Set task |
Write out each of the records below line for line, keeping every character unchanged.

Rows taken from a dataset
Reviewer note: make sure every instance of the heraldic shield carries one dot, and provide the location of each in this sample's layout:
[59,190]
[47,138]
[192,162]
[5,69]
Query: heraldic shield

Completed task |
Reviewer note: make sure every instance of the heraldic shield carries one dot, and provide the location of each in this sample's layout:
[59,190]
[47,138]
[192,162]
[5,69]
Query: heraldic shield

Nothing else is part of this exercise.